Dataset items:

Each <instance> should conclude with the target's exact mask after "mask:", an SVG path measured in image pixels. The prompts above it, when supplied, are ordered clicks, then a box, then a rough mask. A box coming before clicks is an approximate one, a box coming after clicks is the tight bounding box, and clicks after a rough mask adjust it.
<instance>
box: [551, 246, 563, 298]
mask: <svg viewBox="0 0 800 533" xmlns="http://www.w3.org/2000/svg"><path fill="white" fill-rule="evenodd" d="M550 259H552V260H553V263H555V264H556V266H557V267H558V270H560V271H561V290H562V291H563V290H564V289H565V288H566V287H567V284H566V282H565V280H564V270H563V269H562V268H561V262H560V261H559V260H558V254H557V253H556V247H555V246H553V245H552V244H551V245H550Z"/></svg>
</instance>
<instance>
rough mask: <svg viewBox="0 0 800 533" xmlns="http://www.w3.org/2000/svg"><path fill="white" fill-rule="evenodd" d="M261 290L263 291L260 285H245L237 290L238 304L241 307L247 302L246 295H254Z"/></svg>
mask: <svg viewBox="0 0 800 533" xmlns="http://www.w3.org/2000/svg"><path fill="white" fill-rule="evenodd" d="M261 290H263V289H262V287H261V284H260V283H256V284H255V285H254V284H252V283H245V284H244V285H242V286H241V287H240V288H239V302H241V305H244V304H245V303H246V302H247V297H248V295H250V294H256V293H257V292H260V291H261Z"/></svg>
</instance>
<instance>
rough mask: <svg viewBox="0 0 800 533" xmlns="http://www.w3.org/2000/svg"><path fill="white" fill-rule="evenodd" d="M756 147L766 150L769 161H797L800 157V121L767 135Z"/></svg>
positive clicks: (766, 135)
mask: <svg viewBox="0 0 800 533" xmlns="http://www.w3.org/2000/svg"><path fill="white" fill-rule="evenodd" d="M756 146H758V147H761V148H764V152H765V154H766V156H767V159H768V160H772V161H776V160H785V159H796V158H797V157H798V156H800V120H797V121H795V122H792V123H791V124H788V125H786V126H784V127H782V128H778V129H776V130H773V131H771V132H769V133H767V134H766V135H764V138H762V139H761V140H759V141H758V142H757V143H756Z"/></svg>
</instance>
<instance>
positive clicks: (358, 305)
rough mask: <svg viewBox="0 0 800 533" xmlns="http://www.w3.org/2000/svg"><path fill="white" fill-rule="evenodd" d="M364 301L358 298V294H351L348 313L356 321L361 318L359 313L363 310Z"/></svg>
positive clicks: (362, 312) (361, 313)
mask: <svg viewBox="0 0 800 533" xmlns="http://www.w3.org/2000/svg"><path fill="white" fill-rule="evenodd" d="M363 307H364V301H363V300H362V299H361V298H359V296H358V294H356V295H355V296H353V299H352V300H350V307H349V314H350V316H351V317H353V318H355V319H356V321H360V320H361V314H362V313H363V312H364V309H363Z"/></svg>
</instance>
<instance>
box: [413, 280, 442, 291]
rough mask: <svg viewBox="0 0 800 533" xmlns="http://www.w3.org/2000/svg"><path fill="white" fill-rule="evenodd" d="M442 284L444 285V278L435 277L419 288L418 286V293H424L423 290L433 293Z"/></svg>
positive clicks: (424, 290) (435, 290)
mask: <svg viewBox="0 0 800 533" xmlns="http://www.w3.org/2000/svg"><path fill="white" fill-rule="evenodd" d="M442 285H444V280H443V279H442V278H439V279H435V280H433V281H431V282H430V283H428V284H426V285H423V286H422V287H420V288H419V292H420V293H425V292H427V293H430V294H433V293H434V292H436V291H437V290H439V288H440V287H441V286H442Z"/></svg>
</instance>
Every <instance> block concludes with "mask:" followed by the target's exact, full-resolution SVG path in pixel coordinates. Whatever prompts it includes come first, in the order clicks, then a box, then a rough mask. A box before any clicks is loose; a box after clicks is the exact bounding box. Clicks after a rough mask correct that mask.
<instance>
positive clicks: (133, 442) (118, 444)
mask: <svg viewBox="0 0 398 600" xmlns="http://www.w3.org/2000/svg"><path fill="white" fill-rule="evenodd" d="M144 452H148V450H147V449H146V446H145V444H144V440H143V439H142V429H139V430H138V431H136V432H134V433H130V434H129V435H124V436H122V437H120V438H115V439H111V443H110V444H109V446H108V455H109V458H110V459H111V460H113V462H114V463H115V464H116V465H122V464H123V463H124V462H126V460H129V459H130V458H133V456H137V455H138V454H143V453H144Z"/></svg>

• The task:
Retype the entries above exactly, but only from the line containing "147L766 150L769 161H797L800" through the line containing "284L444 285V278L435 277L419", both included.

• Worked solution:
rough mask: <svg viewBox="0 0 800 533" xmlns="http://www.w3.org/2000/svg"><path fill="white" fill-rule="evenodd" d="M756 147L766 150L769 161H797L800 157V121L767 135Z"/></svg>
positive clicks: (766, 135)
mask: <svg viewBox="0 0 800 533" xmlns="http://www.w3.org/2000/svg"><path fill="white" fill-rule="evenodd" d="M756 146H758V147H761V148H764V152H765V154H766V156H767V159H768V160H772V161H776V160H785V159H796V158H797V157H798V156H800V120H797V121H795V122H792V123H791V124H788V125H786V126H784V127H782V128H778V129H776V130H773V131H771V132H769V133H767V134H766V135H764V138H762V139H761V140H759V141H758V142H757V143H756Z"/></svg>
</instance>
<instance>
positive clicks: (358, 305)
rough mask: <svg viewBox="0 0 800 533" xmlns="http://www.w3.org/2000/svg"><path fill="white" fill-rule="evenodd" d="M364 301L358 298V294H351L348 313L356 321L361 318L359 313L363 310Z"/></svg>
positive clicks: (362, 312) (361, 313)
mask: <svg viewBox="0 0 800 533" xmlns="http://www.w3.org/2000/svg"><path fill="white" fill-rule="evenodd" d="M363 307H364V301H363V300H362V299H361V298H359V296H358V294H356V295H355V296H353V299H352V300H350V307H349V314H350V316H351V317H353V318H355V319H356V321H360V320H361V314H362V313H363V312H364V309H363Z"/></svg>
</instance>
<instance>
box: [413, 280, 442, 291]
rough mask: <svg viewBox="0 0 800 533" xmlns="http://www.w3.org/2000/svg"><path fill="white" fill-rule="evenodd" d="M442 284L444 285V278L435 277L419 288L418 286V293H424L423 290L433 293Z"/></svg>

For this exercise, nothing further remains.